What you are asked to do —
Select each line of the records below that contains the string "indicate", and copy those lines out. Case counts.

Point-based annotation data:
——————

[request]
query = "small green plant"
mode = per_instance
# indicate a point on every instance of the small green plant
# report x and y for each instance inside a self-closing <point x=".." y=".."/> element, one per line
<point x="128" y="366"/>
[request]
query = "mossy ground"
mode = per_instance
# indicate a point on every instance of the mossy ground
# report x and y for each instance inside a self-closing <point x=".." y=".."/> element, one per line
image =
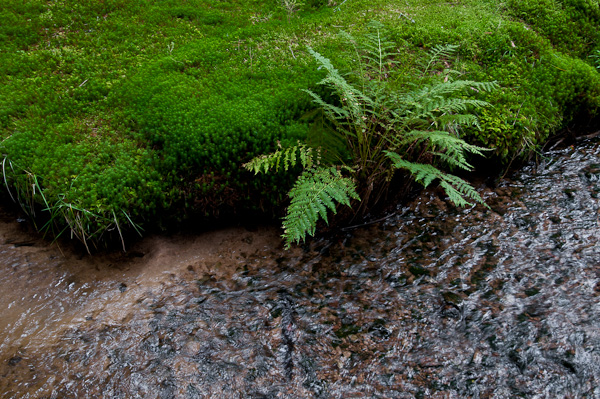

——————

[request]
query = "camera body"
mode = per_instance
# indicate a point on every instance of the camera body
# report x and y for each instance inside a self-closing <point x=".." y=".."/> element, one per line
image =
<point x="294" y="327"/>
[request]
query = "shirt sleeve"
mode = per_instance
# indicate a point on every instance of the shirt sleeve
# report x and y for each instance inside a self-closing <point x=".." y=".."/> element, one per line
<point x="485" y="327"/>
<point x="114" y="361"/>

——————

Output of the exercise —
# indicate a point on every instance of the small green plant
# indicate a point on every instance of the mossy ground
# indicate a point on every instance of the camera body
# indicate a point on every instance of the shirt sleeve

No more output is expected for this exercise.